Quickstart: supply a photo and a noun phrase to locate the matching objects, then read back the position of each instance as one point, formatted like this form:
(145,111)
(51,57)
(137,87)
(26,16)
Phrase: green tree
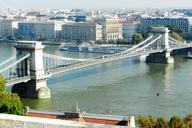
(188,120)
(161,123)
(137,37)
(122,41)
(176,36)
(176,122)
(2,84)
(146,122)
(9,102)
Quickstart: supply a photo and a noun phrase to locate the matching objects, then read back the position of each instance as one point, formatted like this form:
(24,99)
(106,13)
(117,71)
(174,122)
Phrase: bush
(10,103)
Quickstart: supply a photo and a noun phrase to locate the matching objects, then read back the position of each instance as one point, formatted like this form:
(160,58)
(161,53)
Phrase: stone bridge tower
(163,43)
(33,67)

- Task instructions: Every line in the data above needs to be given again exactly, pictures aside.

- Exercise answer:
Quickstart: supply a photo and a noun phrase to locate the matching objects, then read back the position of each instance as one point, formatted like this form:
(145,111)
(51,57)
(137,87)
(26,16)
Phrase: green tree
(188,120)
(161,123)
(137,37)
(122,41)
(176,36)
(176,122)
(2,84)
(146,122)
(9,102)
Quickstart: supply a photo and a noun phrase to locate the matching objects, then read back the position of each instance as one point, formatted like this form:
(24,99)
(106,13)
(117,71)
(174,122)
Phrase: bush
(10,103)
Quickstart: supply a photo and a noun phrase to locate the matching objects, then read back the position of each instance as one point, formatted like this form:
(160,58)
(161,53)
Phrase: stone bridge tower
(163,43)
(33,67)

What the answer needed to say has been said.